▶ _Problem_
Please give back everything from the line that contains "Reviewer note: verify that every instance of the white spray" down to the line that contains "[[597, 652]]", swapping "Query" for "Target" and leaving all else unchanged. Return only those lines.

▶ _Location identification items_
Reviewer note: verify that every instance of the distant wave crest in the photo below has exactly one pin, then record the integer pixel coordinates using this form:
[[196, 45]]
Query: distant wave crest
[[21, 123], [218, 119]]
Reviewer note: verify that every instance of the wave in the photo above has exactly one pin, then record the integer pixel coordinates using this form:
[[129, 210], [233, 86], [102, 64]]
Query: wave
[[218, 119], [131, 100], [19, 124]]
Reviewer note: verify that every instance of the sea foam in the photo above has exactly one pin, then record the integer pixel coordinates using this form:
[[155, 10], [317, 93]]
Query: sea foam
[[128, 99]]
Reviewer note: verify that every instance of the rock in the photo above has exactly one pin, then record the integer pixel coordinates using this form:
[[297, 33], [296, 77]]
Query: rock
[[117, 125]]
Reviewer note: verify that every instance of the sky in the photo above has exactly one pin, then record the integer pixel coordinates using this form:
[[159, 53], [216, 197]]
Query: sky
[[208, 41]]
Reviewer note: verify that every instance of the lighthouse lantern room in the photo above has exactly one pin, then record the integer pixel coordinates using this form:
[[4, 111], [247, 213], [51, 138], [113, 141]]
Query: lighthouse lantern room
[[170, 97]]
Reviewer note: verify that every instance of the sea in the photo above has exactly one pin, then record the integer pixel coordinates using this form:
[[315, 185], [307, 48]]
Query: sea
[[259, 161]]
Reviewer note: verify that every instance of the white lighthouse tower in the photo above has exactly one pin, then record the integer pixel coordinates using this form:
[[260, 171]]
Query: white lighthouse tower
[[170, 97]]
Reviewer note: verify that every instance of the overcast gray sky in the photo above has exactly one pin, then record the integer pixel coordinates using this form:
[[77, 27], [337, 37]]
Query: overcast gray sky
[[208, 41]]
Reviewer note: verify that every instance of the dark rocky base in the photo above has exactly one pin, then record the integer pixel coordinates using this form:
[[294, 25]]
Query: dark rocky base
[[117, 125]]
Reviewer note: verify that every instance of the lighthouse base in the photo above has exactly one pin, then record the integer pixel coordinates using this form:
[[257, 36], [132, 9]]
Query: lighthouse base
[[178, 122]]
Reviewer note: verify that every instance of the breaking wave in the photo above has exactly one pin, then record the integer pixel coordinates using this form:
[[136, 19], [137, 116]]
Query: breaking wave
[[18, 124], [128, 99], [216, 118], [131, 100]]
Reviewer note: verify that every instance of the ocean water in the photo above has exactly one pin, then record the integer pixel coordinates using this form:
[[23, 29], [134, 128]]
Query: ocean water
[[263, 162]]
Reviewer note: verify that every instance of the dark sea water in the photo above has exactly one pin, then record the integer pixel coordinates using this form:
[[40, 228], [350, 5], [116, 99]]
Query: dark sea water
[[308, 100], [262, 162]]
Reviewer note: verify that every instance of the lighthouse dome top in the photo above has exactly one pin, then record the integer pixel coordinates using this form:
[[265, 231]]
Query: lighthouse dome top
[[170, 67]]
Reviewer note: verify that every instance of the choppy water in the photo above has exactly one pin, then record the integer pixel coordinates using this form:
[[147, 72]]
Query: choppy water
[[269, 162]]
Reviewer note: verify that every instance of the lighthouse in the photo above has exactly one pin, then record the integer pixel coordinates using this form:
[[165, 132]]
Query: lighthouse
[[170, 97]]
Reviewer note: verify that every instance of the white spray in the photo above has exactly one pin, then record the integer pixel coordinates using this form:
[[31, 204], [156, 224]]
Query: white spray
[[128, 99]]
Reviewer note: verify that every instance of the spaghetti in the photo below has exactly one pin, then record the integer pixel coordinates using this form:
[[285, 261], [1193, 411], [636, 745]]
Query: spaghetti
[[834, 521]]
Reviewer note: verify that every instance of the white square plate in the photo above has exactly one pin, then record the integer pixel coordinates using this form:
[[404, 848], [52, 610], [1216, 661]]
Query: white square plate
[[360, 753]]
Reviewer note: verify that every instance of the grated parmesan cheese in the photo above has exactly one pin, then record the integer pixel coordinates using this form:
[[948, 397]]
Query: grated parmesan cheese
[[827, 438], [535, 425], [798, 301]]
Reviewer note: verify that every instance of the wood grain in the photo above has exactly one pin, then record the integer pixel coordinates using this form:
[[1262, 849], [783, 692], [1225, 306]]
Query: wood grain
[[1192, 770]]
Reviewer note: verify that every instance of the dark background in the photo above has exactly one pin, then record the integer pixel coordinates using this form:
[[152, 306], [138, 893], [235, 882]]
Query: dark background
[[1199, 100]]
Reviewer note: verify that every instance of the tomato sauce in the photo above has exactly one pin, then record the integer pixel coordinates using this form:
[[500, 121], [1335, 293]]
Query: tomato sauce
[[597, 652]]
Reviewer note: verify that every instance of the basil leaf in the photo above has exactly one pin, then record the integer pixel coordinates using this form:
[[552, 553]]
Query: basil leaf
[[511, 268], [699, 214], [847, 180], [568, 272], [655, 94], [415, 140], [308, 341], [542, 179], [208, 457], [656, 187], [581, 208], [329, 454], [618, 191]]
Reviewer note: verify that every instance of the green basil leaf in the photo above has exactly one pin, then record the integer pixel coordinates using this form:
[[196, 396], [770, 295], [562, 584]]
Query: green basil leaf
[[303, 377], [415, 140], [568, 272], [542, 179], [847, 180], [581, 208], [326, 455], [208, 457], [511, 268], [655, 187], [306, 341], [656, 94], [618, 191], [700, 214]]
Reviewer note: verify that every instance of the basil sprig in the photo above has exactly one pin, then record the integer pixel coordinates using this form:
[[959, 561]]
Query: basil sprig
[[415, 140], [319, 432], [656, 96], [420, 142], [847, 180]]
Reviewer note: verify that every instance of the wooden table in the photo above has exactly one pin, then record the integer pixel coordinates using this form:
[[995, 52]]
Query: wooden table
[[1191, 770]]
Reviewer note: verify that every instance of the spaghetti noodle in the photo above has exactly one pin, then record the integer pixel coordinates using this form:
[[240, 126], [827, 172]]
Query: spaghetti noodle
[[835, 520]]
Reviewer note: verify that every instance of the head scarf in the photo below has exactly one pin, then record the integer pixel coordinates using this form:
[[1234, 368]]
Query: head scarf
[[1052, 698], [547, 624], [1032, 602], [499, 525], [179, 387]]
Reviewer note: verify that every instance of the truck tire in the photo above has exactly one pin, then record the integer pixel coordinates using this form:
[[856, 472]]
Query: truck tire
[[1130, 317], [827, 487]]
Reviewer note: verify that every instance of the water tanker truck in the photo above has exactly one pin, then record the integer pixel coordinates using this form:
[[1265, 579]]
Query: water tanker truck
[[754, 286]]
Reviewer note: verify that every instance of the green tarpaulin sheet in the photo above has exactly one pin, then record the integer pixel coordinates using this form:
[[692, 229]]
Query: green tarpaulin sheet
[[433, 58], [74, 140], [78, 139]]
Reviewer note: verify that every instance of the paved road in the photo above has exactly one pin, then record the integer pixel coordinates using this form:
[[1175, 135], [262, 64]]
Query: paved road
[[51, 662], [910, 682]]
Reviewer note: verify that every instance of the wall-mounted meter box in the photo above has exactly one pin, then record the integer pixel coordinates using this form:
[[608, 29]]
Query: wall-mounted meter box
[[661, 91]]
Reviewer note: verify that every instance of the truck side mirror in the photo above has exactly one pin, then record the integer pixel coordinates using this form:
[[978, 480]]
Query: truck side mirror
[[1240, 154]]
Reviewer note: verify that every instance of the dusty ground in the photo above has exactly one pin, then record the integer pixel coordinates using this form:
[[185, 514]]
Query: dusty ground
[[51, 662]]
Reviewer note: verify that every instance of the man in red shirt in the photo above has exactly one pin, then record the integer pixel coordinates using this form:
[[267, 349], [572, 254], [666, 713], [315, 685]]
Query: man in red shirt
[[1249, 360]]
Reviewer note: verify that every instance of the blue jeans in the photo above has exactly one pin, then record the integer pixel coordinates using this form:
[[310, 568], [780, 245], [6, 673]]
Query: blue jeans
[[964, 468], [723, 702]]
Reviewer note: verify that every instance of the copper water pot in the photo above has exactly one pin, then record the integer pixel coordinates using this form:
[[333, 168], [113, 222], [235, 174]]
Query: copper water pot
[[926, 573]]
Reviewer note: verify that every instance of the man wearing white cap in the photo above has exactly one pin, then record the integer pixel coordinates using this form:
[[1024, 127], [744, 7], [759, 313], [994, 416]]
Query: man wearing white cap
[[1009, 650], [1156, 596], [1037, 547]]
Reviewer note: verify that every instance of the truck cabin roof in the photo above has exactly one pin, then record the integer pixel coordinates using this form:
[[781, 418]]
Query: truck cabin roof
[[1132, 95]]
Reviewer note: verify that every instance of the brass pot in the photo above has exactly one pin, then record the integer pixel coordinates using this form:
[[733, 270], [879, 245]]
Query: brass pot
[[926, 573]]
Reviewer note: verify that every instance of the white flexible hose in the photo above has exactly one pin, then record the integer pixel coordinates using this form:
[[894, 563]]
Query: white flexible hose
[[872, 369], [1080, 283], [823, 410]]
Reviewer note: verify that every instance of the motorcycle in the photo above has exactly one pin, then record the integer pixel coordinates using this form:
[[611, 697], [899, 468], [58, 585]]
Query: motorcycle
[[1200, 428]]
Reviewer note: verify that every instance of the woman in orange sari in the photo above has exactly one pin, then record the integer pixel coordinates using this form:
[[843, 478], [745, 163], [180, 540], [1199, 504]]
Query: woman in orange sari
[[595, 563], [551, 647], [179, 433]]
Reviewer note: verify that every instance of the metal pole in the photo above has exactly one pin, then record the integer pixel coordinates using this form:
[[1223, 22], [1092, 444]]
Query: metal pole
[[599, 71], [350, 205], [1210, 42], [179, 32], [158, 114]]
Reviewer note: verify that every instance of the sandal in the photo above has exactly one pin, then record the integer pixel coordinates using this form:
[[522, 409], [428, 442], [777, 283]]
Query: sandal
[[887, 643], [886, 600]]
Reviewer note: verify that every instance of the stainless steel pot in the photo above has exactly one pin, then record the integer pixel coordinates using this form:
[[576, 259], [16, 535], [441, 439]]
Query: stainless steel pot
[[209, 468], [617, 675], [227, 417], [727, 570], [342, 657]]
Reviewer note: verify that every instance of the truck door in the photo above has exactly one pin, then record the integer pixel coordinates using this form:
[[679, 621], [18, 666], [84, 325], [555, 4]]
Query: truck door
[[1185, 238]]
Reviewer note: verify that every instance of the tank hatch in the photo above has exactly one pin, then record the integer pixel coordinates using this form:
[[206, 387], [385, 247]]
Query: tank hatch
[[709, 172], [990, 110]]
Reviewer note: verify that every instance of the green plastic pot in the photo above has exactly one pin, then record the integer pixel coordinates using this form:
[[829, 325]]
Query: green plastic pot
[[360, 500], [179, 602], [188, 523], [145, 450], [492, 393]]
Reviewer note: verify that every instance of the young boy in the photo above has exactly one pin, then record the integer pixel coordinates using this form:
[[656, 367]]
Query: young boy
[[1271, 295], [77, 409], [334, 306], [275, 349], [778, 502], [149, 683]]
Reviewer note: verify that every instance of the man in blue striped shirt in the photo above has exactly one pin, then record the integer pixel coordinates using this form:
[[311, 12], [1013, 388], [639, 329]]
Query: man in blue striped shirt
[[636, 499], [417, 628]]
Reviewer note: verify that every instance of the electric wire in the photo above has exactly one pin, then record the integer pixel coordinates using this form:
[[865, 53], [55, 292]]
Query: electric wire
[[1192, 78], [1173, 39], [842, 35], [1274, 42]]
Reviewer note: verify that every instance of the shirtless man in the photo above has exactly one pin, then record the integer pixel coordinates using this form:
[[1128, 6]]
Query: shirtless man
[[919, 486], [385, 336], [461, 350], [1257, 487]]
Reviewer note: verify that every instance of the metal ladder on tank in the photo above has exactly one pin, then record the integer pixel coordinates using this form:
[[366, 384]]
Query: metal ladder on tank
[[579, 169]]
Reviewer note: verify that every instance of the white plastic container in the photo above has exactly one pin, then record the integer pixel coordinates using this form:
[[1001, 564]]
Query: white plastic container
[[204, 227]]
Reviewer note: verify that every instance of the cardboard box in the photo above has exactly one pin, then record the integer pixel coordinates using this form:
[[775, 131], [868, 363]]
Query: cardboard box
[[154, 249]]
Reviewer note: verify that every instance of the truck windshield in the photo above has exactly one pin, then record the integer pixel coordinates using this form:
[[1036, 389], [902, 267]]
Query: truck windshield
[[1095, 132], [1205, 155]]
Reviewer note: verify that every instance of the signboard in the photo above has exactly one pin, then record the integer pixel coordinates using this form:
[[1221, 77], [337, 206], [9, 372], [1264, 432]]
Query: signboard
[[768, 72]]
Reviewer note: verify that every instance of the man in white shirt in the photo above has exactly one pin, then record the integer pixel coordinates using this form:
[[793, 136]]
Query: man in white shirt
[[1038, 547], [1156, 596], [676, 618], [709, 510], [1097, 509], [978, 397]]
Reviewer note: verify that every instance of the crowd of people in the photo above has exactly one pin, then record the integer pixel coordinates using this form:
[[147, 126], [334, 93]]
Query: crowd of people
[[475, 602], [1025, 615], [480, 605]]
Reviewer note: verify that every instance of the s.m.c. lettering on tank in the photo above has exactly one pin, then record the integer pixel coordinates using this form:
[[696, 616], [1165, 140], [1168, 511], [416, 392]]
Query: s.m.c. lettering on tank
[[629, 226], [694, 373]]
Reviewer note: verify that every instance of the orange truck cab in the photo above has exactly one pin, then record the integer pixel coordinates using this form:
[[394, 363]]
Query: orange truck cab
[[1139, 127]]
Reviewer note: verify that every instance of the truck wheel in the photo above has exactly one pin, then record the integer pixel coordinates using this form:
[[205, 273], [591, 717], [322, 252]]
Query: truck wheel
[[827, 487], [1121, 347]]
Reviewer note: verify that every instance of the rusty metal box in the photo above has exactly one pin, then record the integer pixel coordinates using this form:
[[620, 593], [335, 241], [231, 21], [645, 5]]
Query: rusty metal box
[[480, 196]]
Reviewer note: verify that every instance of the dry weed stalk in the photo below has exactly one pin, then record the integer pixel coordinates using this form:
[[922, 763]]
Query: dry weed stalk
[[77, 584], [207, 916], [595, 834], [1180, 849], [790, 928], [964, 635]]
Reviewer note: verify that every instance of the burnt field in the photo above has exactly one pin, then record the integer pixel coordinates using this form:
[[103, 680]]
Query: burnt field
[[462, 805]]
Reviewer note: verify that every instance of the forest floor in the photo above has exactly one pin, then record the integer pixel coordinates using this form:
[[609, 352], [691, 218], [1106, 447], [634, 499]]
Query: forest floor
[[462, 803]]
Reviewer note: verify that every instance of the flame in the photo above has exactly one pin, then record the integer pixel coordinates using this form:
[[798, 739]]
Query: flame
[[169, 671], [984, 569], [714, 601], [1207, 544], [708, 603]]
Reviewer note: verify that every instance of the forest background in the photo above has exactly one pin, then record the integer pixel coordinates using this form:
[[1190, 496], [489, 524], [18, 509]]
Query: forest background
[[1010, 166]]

▶ _Solution to this exercise_
Reviewer note: verify that every instance of the white spray in the photo above has exactly one pin, then record the integer pixel coordinates using this form:
[[31, 204], [156, 224]]
Target: white spray
[[128, 99]]
Reviewer note: verify that every instance of the spaghetti in the photo below has exactly one pin, then record the integer pixel coordinates using this form:
[[285, 261], [1193, 411], [636, 745]]
Target: spaghetti
[[834, 521]]
Reviewer note: verify that every instance of the white square plate in the photo above has exactly one pin, then record the integer pixel coordinates using this form:
[[404, 848], [52, 610], [1216, 661]]
Target: white square plate
[[360, 753]]
Reviewer note: verify that every instance of the grated parmesan cheese in the photo above has exactly one pin, then record the integer pixel coordinates using this form:
[[948, 397]]
Target: grated parmesan cheese
[[827, 438], [535, 425], [798, 301]]
Reviewer note: verify that every instance of the wood grain in the photo above has exactly one pin, then record the integer pixel coordinates using this form:
[[1262, 849], [783, 692], [1225, 306]]
Target: wood grain
[[1192, 770]]
Reviewer note: verify that every instance of the dark background in the photo above has exactly one pin, then record the integer pixel coordinates using this form:
[[152, 306], [138, 893], [235, 882]]
Target: dark background
[[1199, 100]]
Reviewer note: verify that every instance of the tomato sauce in the photo above has exactly one pin, then record the integer pixel coordinates using this form:
[[500, 121], [1335, 293]]
Target: tomato sauce
[[597, 652]]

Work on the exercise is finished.